Data for the task:

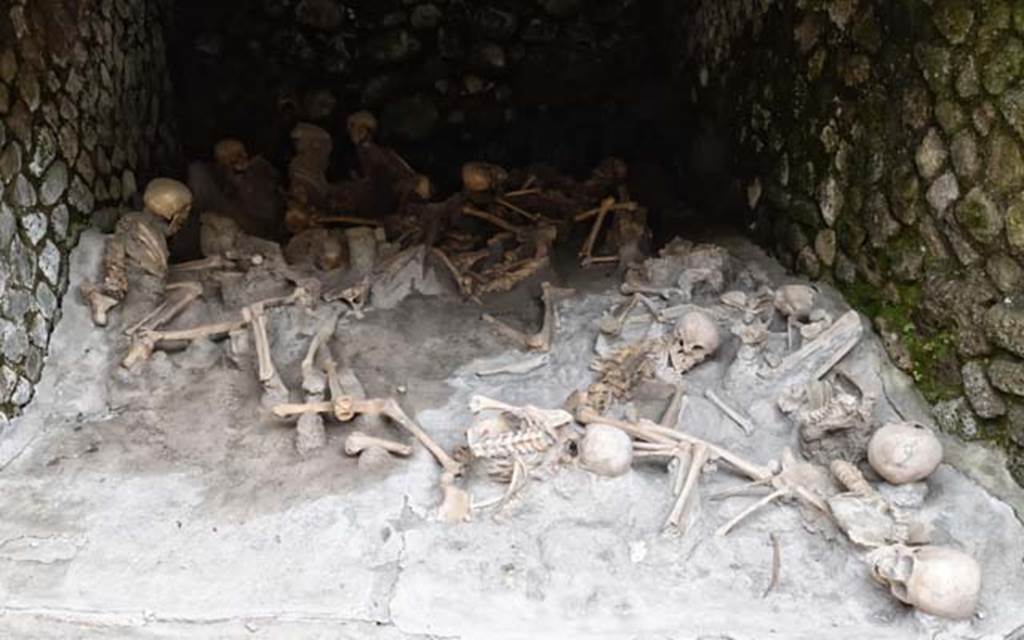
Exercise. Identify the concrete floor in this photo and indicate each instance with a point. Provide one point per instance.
(168, 506)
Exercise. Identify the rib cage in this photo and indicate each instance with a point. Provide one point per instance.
(511, 443)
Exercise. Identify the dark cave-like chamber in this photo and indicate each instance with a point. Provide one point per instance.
(518, 83)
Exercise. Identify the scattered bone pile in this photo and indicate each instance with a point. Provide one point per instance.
(368, 241)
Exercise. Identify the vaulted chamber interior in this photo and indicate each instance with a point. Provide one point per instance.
(559, 84)
(875, 146)
(434, 317)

Objective:
Print the rows above exactly as they appear, starting with the line containing "Exercise. Identify the rib" and continuing through the final row.

Answer to this task:
Exercise. Identify the rib cage in this photo and indicate each instance with a point. Provide one point per instance.
(511, 443)
Exercise. Identify the dark cave-like chamber in this photo and indicate each instance with a point. Provide one point per instance.
(518, 83)
Exercise. Identify the scattered bone pile in this photo and indicate each instance with a point. Provide one point per instance.
(368, 241)
Exercise. Identify the vaulted chamber interior in this photo and indicate each instance with a point. Provide one point per instance.
(559, 84)
(875, 146)
(434, 317)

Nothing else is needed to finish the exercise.